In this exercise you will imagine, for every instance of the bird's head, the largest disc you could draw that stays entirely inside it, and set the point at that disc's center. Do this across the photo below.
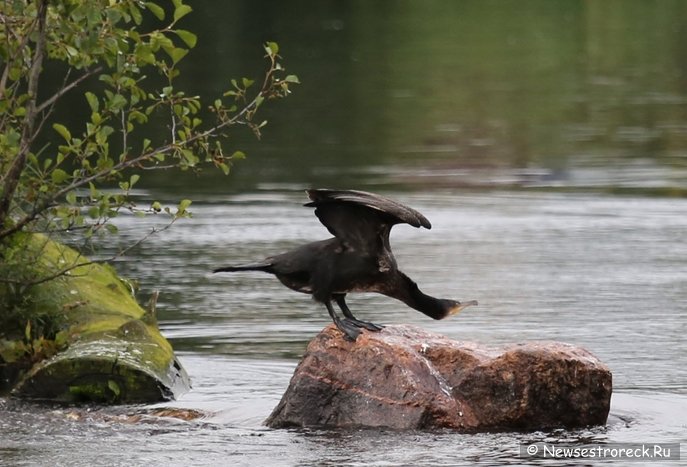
(455, 307)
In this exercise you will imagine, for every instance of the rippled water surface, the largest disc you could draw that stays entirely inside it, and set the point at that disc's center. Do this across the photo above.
(546, 142)
(607, 273)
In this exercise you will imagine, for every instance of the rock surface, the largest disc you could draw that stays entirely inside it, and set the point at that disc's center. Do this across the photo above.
(407, 378)
(113, 350)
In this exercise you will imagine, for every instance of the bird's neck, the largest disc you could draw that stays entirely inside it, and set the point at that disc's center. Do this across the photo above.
(409, 293)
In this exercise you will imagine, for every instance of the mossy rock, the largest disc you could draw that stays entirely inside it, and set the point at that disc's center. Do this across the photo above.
(114, 350)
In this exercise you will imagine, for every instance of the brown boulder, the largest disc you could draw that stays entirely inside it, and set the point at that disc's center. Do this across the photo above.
(407, 378)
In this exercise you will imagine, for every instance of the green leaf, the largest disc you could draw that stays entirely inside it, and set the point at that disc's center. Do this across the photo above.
(188, 37)
(59, 176)
(71, 197)
(156, 10)
(63, 131)
(181, 11)
(271, 48)
(136, 14)
(92, 101)
(176, 53)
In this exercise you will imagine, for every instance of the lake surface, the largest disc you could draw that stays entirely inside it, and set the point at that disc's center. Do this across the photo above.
(547, 144)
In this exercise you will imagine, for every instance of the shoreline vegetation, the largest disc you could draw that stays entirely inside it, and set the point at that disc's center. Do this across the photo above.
(86, 338)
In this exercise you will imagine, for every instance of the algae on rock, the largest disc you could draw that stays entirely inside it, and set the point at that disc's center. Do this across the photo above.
(114, 350)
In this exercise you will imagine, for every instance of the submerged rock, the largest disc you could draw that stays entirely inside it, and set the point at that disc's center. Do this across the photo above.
(111, 349)
(407, 378)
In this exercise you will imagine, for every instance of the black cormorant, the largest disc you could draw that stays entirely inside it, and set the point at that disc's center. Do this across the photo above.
(357, 259)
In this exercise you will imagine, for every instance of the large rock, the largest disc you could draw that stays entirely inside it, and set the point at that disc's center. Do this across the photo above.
(109, 349)
(407, 378)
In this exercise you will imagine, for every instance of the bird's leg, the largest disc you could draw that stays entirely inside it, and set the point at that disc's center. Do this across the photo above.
(351, 332)
(352, 319)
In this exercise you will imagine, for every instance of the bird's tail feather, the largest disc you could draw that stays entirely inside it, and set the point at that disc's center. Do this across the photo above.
(262, 266)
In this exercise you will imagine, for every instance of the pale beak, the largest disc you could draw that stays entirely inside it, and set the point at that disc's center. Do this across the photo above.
(458, 308)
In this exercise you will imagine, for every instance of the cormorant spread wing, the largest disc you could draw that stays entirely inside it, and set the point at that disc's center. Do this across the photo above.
(360, 218)
(358, 259)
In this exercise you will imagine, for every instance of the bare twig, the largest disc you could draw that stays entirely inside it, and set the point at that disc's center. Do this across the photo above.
(11, 179)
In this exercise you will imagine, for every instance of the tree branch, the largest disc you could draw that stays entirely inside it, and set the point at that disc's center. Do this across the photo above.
(65, 89)
(11, 179)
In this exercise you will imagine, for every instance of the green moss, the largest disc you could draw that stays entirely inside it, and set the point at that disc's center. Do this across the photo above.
(113, 354)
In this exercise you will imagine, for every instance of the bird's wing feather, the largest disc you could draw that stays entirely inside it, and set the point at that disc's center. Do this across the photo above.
(399, 212)
(361, 218)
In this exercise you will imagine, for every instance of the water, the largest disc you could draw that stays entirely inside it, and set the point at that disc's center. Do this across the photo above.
(512, 127)
(607, 273)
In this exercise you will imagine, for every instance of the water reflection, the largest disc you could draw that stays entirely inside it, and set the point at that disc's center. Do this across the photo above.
(435, 95)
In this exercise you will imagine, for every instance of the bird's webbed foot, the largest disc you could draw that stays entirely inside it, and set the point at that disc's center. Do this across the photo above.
(349, 330)
(364, 324)
(352, 319)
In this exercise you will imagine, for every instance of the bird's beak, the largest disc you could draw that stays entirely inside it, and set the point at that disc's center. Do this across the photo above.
(458, 308)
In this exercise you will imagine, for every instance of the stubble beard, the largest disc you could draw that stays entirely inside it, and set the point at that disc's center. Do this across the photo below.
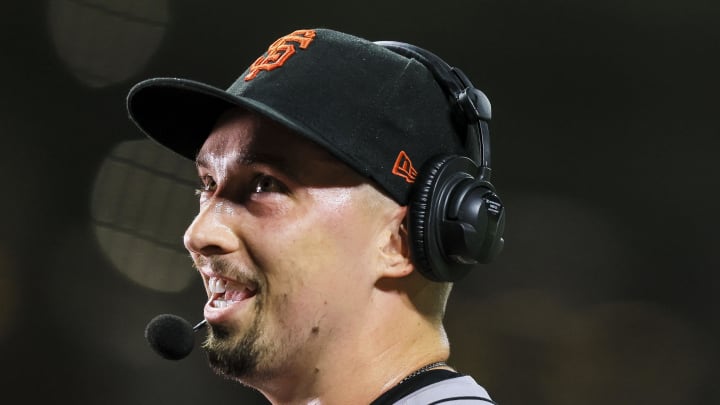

==================================================

YOUR TASK: This task calls for the records to be copied exactly, without pictures.

ANSWER TO THE PROBLEM:
In this exercise you will imagine, for every instance of the bird's head, the largest disc you could draw that stays entirely inside it, and set the point at that disc's center. Do this across the photo below.
(455, 307)
In this exercise you will imagine, for every instance of the rippled water surface, the largest disc you could draw that stays entirely inside it, and set the point at that disc's center. Do this across the photo above.
(546, 142)
(607, 273)
In this exercise you will imagine, for every instance of the rock surface, the largest disc you could draw that stays entirely inside it, and set the point at that disc's center. Do this across the photo above.
(407, 378)
(113, 350)
In this exercise you will imagine, for every instance of the bird's neck, the largest disc you could draw that stays entirely inside it, and set the point at that disc's center. Do this across the photo above.
(409, 293)
In this exercise you will imagine, for every instance of the mossy rock, the largest disc you could draw that stays entirely inside it, and set the point at that disc's center. Do this across the photo above.
(114, 350)
In this exercise you will imagine, for every instance of the brown boulder, the largest disc you could draw that stays entirely inside it, and set the point at that disc's center. Do this across the photo above.
(407, 378)
In this exercise you will imagine, for every instance of the green leaf, the largest disc you could draw that stays entirely inside it, and set the point at that disc's center. Do this across the photo above.
(188, 37)
(59, 176)
(71, 197)
(156, 10)
(63, 131)
(181, 11)
(271, 48)
(136, 14)
(92, 101)
(176, 53)
In this exercise you will imagine, for every instance of the lake surface, the largest disc you could draw that stays entirely inside it, and set the point at that disc's center. Do this across the photo above.
(547, 144)
In this exercise you will imagine, for every instance of the shoreline vegetation, the largest disc you could draw that stays entirely inside it, and set the point at that disc's center. Do this across the photo above.
(86, 338)
In this exercise you will imagine, for every instance of the algae on rock, the largest disc you could draw that stays entirely inside it, and set the point at that disc's center. Do this across the photo above.
(114, 350)
In this exercise you will imagine, for every instance of the submerged rock, the largest disc you could draw that stays entirely inside it, and set the point at that disc's center. Do this across the photo above.
(111, 349)
(407, 378)
In this exercise you will imagine, for every instance of the black cormorant, the largest disc you could draw that stays entirely inside it, and set the point at that disc's center. Do this across the photo above.
(357, 259)
In this exercise you will imagine, for every instance of the large rock, the largest disc you could draw that stays entirely inside it, and set the point at that disc's center. Do this across the photo above.
(109, 349)
(407, 378)
In this exercise you will imagine, for every instance of the bird's leg, the largest disc you could draw that stays entirely inside it, and set the point at that disc's center. Do this across the photo above.
(351, 332)
(352, 319)
In this exercise you will imagine, for every instance of the bird's tail feather, the largest disc you could draw that stays entirely inside it, and set the point at that disc's center. Do this across the photo above.
(262, 266)
In this exercise you will imagine, for every instance of the pale beak, the largest disc you could draw that stays entirely inside it, and set the point at that disc's center. Do this across the photo above.
(458, 308)
In this exercise you will imagine, for every instance of the cormorant spread wing, the largest disc you could draw that stays entirely inside it, and set the point at that disc's center. Do this across the photo above.
(360, 218)
(358, 259)
In this exercise you will imagine, for every instance of the bare twig, the largest disc you could draw that stays entirely inside it, and set the point at that disc's center. Do this across the photo above.
(11, 179)
In this exercise you will imagine, for every instance of the tree branch, the largest disc you could draw that stays entirely inside it, and set the point at that disc's center. Do this across the photo above.
(65, 89)
(11, 179)
In this exercise you will imagine, for every instance of the green moss, the largest disc you could draw that stays entirely inside it, and set the point at that disc's center. Do this across the photo above.
(113, 354)
In this exercise you will imagine, for every instance of the bird's wing feather, the largest disc you could draw that stays entirely inside it, and set the point at that disc's center. Do this across the photo above.
(399, 212)
(361, 218)
In this exercise you will imagine, for every instance of the water, the largest disc you could draw that stays entirely inside it, and set the point at that disc's center. Do this across the photo above.
(512, 127)
(607, 273)
In this exercise you will imagine, for every instance of the water reflection, the largest disc you could draw that stays entirely inside it, and set the point at that disc's center. Do this across the photo above.
(435, 95)
In this exercise you will imagine, for every instance of the bird's webbed foot, the largest disc you could draw that stays entirely inside it, and set the point at that disc's center. Do this across the photo above.
(349, 330)
(364, 324)
(352, 319)
In this exercise you will imagine, for every instance of the bird's beak, the largest disc you could draw that stays entirely inside it, and set the point at that disc's center. Do this across the photo above.
(458, 308)
In this exercise you will imagine, for every instance of the stubble beard, the largest disc you could draw that stays entirely inside it, and set the point at that disc's center. Do this across the photo below.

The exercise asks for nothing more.